BEGIN DATA SUPPLIED
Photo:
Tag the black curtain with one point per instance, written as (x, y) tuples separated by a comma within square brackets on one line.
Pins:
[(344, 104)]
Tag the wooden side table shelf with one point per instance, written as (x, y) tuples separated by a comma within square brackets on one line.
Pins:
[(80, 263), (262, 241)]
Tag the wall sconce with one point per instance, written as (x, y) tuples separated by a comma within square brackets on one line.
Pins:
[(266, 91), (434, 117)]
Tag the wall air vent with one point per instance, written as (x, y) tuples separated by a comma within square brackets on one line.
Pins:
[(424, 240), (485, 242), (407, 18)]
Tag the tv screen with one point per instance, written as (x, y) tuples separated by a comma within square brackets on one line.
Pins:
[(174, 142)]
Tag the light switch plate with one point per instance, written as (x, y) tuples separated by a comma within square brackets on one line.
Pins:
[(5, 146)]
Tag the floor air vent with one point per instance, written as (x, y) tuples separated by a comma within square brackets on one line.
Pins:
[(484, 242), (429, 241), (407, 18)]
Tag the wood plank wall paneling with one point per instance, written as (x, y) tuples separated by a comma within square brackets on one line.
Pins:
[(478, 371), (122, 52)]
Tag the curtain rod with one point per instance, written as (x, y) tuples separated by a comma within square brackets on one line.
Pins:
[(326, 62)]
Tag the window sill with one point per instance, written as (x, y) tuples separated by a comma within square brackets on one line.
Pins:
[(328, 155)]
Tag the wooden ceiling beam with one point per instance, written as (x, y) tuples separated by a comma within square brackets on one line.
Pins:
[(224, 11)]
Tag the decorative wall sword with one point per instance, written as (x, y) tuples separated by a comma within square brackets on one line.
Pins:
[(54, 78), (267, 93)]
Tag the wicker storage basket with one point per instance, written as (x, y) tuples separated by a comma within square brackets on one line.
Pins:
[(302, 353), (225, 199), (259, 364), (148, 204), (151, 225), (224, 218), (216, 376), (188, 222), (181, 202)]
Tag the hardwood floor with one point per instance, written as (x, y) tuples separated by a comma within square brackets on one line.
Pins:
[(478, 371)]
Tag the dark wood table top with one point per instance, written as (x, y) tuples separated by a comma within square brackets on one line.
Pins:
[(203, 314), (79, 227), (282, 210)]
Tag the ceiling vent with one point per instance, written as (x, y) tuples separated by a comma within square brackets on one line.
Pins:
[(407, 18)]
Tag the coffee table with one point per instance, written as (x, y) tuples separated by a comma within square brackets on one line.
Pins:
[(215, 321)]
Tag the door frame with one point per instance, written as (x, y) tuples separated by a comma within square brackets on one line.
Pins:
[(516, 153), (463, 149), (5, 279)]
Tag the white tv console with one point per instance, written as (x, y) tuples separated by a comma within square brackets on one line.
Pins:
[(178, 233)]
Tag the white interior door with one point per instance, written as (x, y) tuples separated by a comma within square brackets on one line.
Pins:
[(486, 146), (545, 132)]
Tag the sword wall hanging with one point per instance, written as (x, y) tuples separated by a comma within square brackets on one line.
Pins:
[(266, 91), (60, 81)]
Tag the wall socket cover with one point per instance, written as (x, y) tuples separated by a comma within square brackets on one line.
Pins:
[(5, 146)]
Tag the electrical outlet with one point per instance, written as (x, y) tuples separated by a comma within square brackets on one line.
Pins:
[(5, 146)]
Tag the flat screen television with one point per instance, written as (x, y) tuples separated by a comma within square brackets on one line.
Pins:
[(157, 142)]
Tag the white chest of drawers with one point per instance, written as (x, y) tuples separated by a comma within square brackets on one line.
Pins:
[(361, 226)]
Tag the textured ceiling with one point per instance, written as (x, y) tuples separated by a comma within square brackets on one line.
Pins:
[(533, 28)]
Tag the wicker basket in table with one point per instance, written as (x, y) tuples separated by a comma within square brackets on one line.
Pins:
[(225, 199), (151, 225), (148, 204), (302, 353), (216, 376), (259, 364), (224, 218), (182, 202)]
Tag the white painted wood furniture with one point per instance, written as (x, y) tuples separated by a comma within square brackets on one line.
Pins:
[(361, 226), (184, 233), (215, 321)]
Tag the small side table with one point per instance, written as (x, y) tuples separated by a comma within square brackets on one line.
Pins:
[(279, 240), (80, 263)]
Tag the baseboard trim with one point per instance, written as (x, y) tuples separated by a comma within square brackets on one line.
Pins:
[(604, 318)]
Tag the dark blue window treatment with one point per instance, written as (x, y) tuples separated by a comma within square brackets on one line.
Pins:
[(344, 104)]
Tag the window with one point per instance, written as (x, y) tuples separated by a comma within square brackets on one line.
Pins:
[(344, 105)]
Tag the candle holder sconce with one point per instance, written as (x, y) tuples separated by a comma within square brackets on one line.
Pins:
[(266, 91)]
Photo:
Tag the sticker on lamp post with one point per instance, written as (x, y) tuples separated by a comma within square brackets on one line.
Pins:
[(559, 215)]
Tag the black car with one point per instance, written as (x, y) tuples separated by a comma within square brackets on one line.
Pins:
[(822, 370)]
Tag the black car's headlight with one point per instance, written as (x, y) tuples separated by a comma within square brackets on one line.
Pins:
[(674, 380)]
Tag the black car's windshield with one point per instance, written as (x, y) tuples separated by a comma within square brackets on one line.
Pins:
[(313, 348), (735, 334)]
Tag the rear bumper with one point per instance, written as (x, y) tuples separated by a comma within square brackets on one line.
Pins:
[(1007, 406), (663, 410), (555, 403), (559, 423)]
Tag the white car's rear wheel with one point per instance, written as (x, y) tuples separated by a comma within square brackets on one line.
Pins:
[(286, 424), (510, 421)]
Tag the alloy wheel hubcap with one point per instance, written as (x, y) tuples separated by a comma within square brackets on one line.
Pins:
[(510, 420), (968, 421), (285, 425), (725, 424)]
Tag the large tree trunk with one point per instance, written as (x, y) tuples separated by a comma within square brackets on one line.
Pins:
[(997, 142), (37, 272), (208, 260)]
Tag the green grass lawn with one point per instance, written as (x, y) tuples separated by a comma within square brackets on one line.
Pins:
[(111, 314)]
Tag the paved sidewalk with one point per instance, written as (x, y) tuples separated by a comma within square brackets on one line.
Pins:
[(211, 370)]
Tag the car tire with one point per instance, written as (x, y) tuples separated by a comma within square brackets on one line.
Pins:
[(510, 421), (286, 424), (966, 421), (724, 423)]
END DATA SUPPLIED
STATED PROBLEM
Set down all of the material above again, reproducing every line without any change.

OUTPUT FOR THIS EXERCISE
Photo:
Tag the black curtain with one point per instance, written as (x, y) tuples separated by a comma within square brackets on one line.
Pins:
[(344, 104)]
Tag the wooden side table shelf with one point per instance, written as (x, y) tuples separated by a comma within square brackets on one line.
Pins:
[(80, 263), (262, 241)]
Tag the wall sconce with one point per instance, written as (x, y) tuples separated by a comma within square brackets on one line.
Pins:
[(266, 91), (434, 117)]
Tag the wall air vent with one point per instance, written as (x, y) tuples separated by a comma within square brackets on one line.
Pins:
[(424, 240), (485, 242), (407, 18)]
Tag the tv screen with one point per instance, written as (x, y) tuples separated by a comma within square brackets on one line.
Pins:
[(174, 142)]
Tag the light switch plate with one point per instance, written as (x, y) tuples separated by a comma within square brackets on one line.
Pins:
[(5, 146)]
Tag the floor air vent with one point per instance, written as (x, y) tuples separated by a comma within square brackets on one line.
Pins:
[(484, 242), (429, 241), (407, 18)]
Tag the wood plank wall paneling with one point per instance, written as (x, y) tuples separated by a comma within square brackets on one line.
Pins:
[(478, 371), (122, 52)]
Tag the curtain rod with one point per instance, written as (x, y) tuples separated by a comma within square brackets on one line.
Pins:
[(326, 62)]
Tag the window sill with one point per instance, written as (x, y) tuples separated by a comma within square brackets on one line.
Pins:
[(328, 155)]
Tag the wooden ceiling beam with one point per instance, written as (x, y) tuples separated by a comma within square brackets on one line.
Pins:
[(224, 11)]
Tag the decorative wall sword with one point per instance, written as (x, y) tuples separated by a comma within square brackets on one line.
Pins:
[(54, 78), (267, 93)]
Tag the wicker storage basket with one point per instance, written as (x, y) tuples separated by a comma within square brackets on one line.
Pins:
[(302, 353), (225, 199), (259, 364), (148, 204), (151, 225), (224, 218), (216, 376), (188, 222), (181, 202)]
Tag the hardwood floor with one point per instance, written as (x, y) tuples separated by a comma within square brackets on one line.
Pins:
[(478, 371)]
Tag the dark wood table top with one point per instance, written as (x, y) tuples separated by a comma within square brackets on one line.
Pins:
[(203, 314), (79, 227), (282, 210)]
Tag the ceiling vent with one point per instance, written as (x, y) tuples separated by a comma within square brackets on one line.
Pins:
[(407, 18)]
Tag the coffee table with one point per instance, written as (x, y) tuples separated by a comma within square brackets on one line.
Pins:
[(215, 321)]
Tag the door frame with one point per instance, written as (x, y) tuples separated by a comma within square brackets on one line.
Pins:
[(516, 153), (463, 149), (5, 279)]
Tag the white tv console with one point per instance, written as (x, y) tuples separated by a comma within square brackets on one line.
Pins:
[(178, 233)]
Tag the white interior door with one point per instance, written as (x, y) tuples separated by a comma within square brackets on one line.
Pins:
[(486, 146), (545, 132)]
Tag the sword wall hanging with one point per instance, written as (x, y) tuples separated by a comma within square brackets on one line.
Pins:
[(266, 91), (60, 81)]
Tag the wall socket cover with one point per instance, written as (x, y) tuples separated by a comma within square brackets on one line.
Pins:
[(5, 146)]
Tag the electrical outlet with one point per instance, written as (x, y) tuples separated by a comma within square brackets on one line.
Pins:
[(5, 146)]
Tag the flat screen television with one point per instance, written as (x, y) tuples separated by a comma within square brackets on one line.
Pins:
[(157, 142)]
Tag the white chest of drawers with one point per instance, written as (x, y) tuples separated by a comma within square brackets on one line.
Pins:
[(361, 226)]
Tag the textured ceiling with one point per instance, written as (x, y) tuples separated by a comma within square brackets on one line.
Pins:
[(533, 28)]
Tag the wicker basket in table with one point per instance, written as (x, y) tuples separated by a comma within square brackets on one line.
Pins:
[(225, 199), (151, 225), (148, 204), (302, 353), (216, 376), (259, 364), (224, 218), (182, 202)]
Tag the white painted wood furniture with one point per instance, written as (x, y) tuples separated by a comma within square brackets on one line.
Pins:
[(361, 226), (184, 233), (215, 321)]
Tag the small side table with one point per instance, written as (x, y) tuples separated by a comma within square brackets on one line.
Pins:
[(279, 240), (80, 263)]
Tag the baseboard trim with one point per instance, written as (x, y) tuples separated by a comma within square brackets on one line.
Pins:
[(604, 318)]
Tag the dark blue window treatment with one point per instance, written as (x, y) tuples separated by a comma within square brackets on one line.
Pins:
[(344, 104)]
Tag the window with one point per instance, written as (x, y) tuples separated by a comma within square brackets on one line.
Pins:
[(344, 105)]
Tag the candle holder sconce with one point per instance, written as (x, y) tuples separated by a comma within square brackets on one line.
Pins:
[(266, 91)]
Photo:
Tag the sticker on lamp post with one point per instance, written as (x, y) tuples separated by a comma within square brackets on one line.
Pins:
[(559, 215)]
Tag the black car with one point per instance, written as (x, y) tuples separated by a comma within square brackets on one line.
Pins:
[(822, 370)]
Tag the black car's headlight with one point per instance, written as (x, y) tuples separated by a comma within square brackets on one line.
Pins:
[(674, 380)]
Tag the black car's windshield with one point per instance, written as (x, y) tuples separated by a comma within square brackets on one line.
Pins:
[(313, 348), (735, 334)]
Tag the rear bumper with one point per instance, written as (x, y) tuples separated by a comma within square brackets on one line.
Pins:
[(1007, 406), (663, 410), (555, 403), (559, 423)]
Tag the white car's rear wheel with one point per instance, written as (x, y) tuples separated by a comma within square brackets on one line.
Pins:
[(286, 424), (510, 421)]
Tag the alloy wheel hubcap with one point per instance, written as (x, y) tuples separated by a comma within square brackets on one line.
Pins:
[(510, 420), (968, 421), (285, 425), (725, 424)]
Tag the large tree trunk with one point per instance, written as (x, y) tuples separated by a comma within square brackets on one line.
Pins:
[(997, 142), (37, 272), (208, 260)]
Tag the green grass lawn with one point per instance, written as (x, y) tuples separated by a comma within square brackets on one line.
Pins:
[(111, 314)]
Tag the paved sidewalk with one point per instance, written as (x, y) tuples separated by a comma within square brackets on one line.
Pins:
[(211, 370)]
Tag the car tire with one point per instance, written as (x, y) tuples separated by a comma within square brackets on one line.
Pins:
[(510, 421), (286, 424), (966, 421), (724, 423)]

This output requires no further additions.